* _WHAT YOU SHOULD DO_: Extract every line starting at the line that contains "the white beadboard" and ending with the final line of the data, inclusive; give only those lines, word for word.

* _RECORD EXCERPTS_:
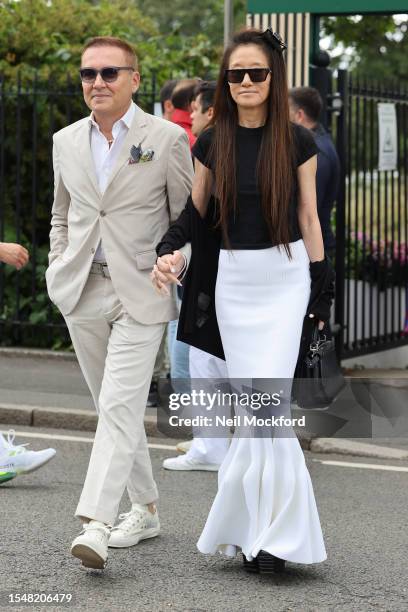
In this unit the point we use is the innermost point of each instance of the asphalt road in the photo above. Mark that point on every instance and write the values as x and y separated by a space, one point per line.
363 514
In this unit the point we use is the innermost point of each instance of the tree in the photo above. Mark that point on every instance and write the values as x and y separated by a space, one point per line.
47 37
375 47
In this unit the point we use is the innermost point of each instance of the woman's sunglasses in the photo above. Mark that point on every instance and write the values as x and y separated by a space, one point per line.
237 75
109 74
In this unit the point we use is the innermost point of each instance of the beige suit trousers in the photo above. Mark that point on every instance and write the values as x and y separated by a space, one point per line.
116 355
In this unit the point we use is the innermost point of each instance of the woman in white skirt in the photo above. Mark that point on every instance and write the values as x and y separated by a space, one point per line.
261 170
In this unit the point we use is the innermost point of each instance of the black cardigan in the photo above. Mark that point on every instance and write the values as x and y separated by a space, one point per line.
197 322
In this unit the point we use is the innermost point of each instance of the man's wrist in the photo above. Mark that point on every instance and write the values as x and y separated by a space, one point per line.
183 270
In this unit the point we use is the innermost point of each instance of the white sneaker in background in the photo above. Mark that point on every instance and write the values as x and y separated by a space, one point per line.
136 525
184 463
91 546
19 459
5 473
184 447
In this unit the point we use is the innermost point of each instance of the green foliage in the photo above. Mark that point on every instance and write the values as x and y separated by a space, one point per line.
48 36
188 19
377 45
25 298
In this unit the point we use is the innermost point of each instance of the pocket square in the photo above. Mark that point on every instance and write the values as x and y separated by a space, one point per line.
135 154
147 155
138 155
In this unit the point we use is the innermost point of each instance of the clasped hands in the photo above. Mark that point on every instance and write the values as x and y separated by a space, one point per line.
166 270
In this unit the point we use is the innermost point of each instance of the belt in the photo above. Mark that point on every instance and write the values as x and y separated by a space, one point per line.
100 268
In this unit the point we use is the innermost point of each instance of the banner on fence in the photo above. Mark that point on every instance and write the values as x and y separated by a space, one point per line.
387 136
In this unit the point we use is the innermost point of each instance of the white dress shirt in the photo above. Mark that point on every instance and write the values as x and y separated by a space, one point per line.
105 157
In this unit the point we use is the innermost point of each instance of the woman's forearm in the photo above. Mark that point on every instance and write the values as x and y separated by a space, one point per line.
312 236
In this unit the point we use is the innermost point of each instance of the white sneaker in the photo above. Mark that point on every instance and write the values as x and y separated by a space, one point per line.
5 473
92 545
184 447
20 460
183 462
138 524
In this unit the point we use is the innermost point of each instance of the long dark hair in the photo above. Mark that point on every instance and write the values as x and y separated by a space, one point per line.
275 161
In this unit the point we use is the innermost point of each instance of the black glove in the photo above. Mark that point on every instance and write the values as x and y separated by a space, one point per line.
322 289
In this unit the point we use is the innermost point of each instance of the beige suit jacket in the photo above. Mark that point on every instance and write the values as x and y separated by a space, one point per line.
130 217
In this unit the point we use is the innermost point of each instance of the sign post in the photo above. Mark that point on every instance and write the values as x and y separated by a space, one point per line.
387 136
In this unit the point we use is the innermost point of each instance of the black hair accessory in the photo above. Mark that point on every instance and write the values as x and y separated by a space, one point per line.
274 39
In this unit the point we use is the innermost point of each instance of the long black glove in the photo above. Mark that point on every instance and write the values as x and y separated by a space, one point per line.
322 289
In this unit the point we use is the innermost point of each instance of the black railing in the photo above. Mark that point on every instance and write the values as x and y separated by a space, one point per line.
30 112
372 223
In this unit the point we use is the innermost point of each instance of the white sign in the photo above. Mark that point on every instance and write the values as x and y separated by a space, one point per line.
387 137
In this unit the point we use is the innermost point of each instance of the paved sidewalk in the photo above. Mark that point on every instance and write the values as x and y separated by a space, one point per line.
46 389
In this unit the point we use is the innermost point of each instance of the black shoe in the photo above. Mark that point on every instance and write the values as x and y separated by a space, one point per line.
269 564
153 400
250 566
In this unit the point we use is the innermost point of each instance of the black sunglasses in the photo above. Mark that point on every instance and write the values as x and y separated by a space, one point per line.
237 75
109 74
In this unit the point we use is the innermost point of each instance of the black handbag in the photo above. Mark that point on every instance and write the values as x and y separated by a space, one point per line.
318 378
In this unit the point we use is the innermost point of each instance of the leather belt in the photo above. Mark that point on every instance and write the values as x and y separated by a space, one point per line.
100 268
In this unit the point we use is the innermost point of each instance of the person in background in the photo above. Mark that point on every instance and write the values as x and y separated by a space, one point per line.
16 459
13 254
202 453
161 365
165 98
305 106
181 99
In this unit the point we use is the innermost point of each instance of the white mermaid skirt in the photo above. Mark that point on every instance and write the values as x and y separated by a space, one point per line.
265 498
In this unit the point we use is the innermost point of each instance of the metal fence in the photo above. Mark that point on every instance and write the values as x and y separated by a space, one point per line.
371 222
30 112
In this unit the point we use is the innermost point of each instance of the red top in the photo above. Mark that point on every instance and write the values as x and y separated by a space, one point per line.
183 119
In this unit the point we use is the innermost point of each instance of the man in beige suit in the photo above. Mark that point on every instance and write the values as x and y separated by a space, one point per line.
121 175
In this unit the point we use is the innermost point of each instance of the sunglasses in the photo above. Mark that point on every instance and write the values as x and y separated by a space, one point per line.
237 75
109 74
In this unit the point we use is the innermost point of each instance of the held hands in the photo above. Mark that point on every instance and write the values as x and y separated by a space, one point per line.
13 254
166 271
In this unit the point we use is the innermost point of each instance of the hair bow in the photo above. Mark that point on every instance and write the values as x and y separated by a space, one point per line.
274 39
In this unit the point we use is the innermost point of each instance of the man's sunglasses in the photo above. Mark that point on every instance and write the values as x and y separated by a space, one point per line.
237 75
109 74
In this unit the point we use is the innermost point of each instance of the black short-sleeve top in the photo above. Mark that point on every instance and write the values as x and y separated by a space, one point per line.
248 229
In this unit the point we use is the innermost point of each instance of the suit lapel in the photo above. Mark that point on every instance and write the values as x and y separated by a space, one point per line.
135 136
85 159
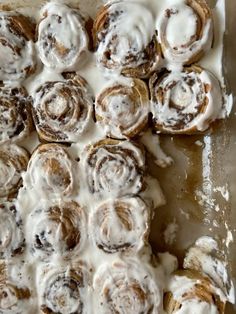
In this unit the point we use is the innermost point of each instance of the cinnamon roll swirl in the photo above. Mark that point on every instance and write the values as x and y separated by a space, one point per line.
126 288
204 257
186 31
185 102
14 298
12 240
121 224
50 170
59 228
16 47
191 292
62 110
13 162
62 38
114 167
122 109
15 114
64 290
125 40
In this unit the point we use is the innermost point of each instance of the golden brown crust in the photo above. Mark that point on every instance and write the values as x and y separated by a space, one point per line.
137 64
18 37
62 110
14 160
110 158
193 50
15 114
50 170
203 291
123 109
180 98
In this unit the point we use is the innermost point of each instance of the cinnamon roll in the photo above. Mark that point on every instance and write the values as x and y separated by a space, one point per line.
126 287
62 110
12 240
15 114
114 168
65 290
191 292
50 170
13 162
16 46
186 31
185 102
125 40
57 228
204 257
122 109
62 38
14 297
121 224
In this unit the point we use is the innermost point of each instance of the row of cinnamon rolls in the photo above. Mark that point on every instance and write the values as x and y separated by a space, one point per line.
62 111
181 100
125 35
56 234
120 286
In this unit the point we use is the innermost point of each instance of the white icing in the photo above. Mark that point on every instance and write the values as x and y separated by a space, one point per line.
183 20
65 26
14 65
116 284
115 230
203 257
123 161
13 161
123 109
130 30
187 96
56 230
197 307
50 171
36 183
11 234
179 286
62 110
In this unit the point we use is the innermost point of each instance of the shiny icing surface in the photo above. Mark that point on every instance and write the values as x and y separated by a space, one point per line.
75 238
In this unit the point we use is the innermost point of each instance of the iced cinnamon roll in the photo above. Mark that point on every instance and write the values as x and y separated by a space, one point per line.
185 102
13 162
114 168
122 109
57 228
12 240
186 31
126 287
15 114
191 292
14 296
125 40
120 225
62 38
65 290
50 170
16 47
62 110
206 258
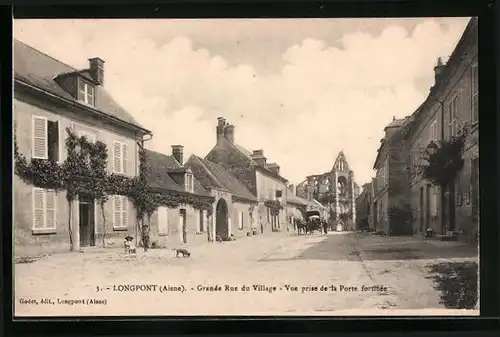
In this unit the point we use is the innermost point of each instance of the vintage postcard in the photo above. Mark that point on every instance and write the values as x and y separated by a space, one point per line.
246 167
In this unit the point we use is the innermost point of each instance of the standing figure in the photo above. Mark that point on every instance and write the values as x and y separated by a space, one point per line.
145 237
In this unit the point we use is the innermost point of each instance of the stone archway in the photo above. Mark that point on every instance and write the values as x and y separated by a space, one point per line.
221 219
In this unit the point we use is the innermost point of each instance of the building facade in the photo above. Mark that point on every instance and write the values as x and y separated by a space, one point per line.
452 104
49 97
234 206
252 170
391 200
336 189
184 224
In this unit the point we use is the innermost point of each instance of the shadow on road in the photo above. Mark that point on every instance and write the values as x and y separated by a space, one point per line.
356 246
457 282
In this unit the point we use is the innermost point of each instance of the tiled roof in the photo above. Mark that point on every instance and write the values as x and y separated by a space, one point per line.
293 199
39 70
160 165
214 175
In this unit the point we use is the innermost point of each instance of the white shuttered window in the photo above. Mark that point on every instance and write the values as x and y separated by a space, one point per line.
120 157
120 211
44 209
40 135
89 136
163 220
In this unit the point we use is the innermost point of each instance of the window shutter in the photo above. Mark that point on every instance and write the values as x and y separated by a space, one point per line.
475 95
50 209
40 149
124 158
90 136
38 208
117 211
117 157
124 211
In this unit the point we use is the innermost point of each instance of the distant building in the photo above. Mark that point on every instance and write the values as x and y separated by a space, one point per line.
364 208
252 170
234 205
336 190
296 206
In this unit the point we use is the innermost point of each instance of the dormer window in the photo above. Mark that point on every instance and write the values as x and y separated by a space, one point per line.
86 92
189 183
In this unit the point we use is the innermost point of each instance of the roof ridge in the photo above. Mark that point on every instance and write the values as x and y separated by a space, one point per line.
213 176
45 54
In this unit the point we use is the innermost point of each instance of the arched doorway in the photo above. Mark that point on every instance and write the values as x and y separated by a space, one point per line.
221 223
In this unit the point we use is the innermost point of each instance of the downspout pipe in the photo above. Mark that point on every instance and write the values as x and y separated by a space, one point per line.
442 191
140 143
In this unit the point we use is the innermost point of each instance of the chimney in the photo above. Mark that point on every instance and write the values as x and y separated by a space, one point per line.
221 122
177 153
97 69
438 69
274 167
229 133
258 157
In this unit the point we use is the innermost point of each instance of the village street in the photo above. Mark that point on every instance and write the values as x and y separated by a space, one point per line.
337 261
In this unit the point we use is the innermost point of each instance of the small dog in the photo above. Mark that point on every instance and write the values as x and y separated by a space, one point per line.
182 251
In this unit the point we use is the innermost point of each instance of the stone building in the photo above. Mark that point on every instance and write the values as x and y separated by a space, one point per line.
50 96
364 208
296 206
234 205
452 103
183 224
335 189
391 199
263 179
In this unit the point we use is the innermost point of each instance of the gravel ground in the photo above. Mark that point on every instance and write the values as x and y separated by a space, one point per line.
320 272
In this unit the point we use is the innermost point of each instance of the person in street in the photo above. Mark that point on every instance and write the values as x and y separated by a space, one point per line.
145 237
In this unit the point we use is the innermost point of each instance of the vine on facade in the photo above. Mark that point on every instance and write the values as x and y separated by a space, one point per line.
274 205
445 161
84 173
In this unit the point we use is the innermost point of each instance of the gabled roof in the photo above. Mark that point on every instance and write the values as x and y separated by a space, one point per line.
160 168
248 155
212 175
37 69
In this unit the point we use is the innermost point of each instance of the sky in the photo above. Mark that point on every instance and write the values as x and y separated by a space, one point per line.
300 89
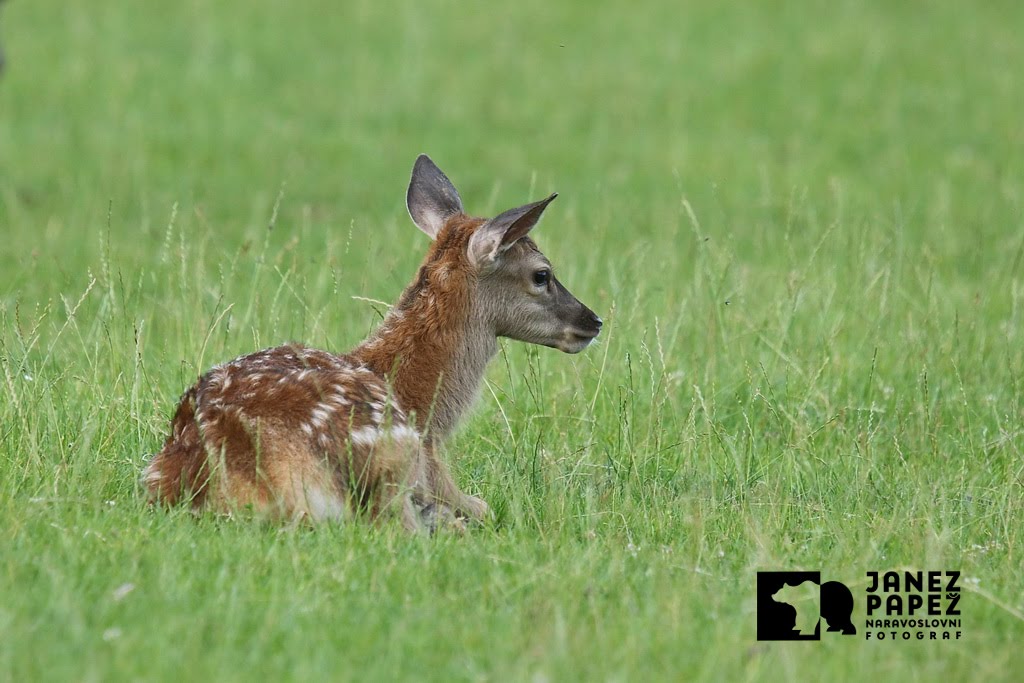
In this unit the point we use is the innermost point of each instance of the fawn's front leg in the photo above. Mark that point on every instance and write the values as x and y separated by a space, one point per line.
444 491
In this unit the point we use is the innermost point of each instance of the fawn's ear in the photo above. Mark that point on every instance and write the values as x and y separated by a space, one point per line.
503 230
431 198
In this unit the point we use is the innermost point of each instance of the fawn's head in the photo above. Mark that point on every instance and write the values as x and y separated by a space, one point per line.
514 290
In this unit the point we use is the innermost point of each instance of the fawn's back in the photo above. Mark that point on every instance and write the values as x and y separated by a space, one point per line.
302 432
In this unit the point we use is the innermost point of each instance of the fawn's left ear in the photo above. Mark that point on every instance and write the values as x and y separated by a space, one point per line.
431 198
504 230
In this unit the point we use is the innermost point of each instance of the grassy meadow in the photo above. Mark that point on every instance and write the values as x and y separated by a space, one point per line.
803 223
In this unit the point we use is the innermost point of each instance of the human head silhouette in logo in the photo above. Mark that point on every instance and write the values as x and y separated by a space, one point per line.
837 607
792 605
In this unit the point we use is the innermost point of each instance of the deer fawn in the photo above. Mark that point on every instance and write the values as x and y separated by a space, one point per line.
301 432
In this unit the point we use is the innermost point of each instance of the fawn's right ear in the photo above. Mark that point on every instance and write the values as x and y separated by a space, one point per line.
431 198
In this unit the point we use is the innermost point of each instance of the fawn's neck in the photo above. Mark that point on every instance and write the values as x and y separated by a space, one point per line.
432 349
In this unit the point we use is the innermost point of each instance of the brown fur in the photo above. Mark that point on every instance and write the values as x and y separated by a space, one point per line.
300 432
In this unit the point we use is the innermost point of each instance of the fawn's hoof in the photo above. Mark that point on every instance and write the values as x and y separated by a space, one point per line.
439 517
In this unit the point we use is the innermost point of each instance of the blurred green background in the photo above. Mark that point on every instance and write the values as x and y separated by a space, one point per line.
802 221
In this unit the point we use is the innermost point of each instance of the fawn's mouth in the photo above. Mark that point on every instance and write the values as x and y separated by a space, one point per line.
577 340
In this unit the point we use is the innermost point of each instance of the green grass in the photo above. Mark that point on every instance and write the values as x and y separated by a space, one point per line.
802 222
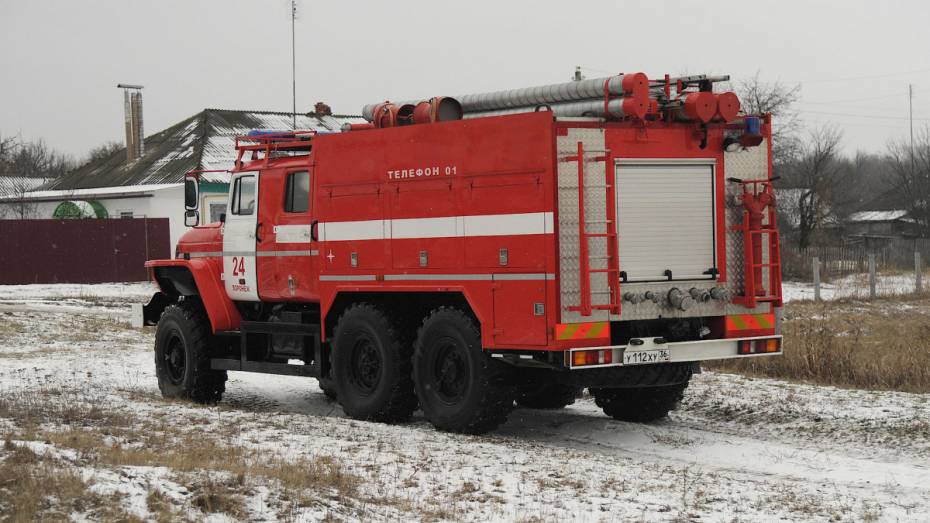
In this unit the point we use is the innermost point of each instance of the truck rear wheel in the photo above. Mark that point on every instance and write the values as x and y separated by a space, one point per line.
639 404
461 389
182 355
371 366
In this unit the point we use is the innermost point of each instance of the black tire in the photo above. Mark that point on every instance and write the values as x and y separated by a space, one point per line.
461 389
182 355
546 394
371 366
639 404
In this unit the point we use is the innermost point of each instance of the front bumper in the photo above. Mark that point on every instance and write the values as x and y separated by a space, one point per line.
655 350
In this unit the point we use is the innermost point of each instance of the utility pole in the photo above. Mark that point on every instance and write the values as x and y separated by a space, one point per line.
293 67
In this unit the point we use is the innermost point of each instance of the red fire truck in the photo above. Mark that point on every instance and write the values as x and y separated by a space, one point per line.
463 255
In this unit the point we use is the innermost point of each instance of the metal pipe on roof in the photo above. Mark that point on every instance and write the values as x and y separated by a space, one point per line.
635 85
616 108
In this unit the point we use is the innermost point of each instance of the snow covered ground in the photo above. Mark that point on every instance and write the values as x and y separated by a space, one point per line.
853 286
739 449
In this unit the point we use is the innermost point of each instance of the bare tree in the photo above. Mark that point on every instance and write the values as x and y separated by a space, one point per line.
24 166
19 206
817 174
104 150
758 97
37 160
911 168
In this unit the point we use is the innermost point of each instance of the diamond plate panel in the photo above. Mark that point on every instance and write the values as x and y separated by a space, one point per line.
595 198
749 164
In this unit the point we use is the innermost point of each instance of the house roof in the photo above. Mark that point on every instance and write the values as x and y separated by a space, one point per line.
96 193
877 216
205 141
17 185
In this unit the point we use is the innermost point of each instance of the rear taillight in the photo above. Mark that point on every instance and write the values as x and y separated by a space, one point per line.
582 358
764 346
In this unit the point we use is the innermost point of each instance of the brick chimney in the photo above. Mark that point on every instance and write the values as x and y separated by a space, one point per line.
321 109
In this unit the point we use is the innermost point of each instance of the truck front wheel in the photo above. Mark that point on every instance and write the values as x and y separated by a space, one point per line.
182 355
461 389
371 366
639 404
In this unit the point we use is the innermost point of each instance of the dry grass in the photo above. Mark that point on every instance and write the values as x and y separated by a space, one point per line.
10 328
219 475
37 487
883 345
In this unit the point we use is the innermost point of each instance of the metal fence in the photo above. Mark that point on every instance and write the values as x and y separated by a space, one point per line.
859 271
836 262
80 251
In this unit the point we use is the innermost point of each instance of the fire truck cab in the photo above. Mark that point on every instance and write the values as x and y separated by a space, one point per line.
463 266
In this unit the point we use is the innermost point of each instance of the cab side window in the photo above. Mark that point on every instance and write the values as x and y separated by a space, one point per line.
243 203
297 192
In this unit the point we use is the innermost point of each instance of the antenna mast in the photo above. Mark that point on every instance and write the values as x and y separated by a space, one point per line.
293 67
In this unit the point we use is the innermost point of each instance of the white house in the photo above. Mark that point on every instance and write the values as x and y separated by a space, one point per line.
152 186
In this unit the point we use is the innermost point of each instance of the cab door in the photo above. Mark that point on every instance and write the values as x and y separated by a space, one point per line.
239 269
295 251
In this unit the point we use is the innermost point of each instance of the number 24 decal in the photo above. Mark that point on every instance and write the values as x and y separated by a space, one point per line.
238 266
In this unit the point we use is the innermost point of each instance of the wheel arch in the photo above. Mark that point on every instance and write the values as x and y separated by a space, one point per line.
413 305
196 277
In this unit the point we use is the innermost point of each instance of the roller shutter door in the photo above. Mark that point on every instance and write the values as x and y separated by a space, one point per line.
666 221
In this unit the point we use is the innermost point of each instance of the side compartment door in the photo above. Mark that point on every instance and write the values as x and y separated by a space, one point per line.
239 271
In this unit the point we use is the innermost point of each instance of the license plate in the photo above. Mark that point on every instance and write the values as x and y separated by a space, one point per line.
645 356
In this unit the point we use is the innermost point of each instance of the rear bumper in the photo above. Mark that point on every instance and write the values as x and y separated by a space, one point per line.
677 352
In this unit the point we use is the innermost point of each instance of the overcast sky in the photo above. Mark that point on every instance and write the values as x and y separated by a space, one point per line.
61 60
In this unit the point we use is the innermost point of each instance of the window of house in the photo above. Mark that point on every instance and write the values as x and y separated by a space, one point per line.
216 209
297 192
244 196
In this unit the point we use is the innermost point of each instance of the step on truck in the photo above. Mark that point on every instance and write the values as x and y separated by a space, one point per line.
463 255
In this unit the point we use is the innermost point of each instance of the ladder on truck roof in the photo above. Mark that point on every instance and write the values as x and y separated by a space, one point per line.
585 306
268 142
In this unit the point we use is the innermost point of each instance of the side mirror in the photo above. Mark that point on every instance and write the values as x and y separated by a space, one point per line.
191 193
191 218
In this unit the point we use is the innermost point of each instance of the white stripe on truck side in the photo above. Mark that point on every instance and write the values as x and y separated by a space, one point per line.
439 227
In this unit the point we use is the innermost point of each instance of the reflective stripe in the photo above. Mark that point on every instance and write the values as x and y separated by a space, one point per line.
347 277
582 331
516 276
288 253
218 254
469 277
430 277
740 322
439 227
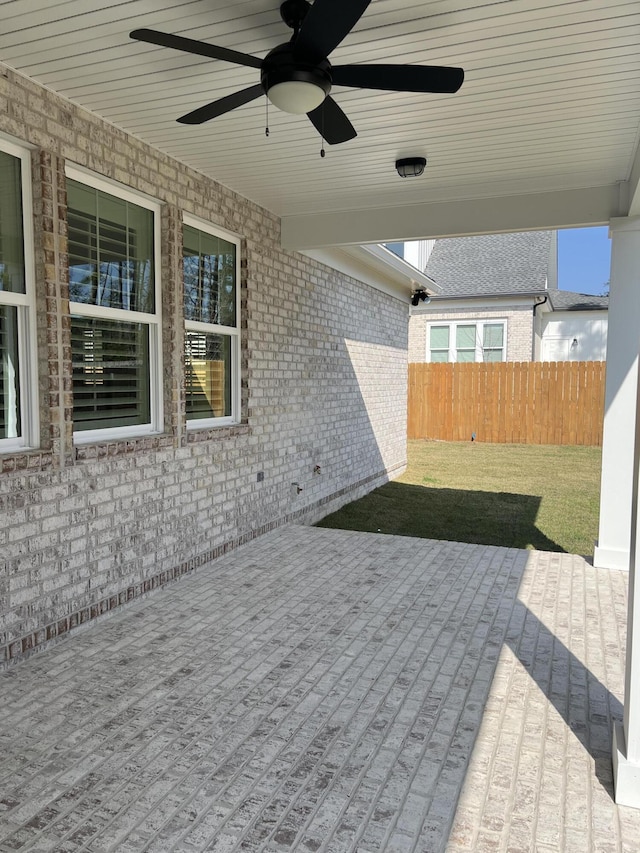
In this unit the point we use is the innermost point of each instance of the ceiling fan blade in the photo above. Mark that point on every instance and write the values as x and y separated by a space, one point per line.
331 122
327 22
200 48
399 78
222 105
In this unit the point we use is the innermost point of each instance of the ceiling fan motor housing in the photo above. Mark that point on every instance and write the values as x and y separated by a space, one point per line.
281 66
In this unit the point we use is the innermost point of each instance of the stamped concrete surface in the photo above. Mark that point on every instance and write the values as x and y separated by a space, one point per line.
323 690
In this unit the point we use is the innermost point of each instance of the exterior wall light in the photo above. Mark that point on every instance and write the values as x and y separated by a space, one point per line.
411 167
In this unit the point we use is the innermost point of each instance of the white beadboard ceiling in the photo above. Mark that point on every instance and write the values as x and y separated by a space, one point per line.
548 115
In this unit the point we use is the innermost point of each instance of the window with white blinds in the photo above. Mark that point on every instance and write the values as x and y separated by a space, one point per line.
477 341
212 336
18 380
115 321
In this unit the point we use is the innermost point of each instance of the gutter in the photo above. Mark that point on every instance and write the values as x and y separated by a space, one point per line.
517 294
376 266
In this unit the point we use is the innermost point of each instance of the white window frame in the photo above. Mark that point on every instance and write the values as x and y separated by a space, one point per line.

* _SOLUTION BELOW_:
In this unit the point we use is the innermost point of each instance of the white beadboard ceiling in the photo above. Mark that point on every instance and write the values as x and y separated by a space, one point per line.
548 115
In this unit the point we use is the innermost point of each instance of the window with white blinds in the photo above. Mark that point on every instance and write the values as x and y separated by a space, one point per line.
477 341
212 336
18 380
115 321
In this unit the point we use is the innermost point of each instance of the gutter in the photo above. Mark that point on every instance and write the values as x and y separated by a space, one point per line.
517 294
376 266
In this unit the point we use is the innermost point of each instance of the white window frame in the photo above. Mark that point on every instance and write the values as x and y separated by a space, one point per line.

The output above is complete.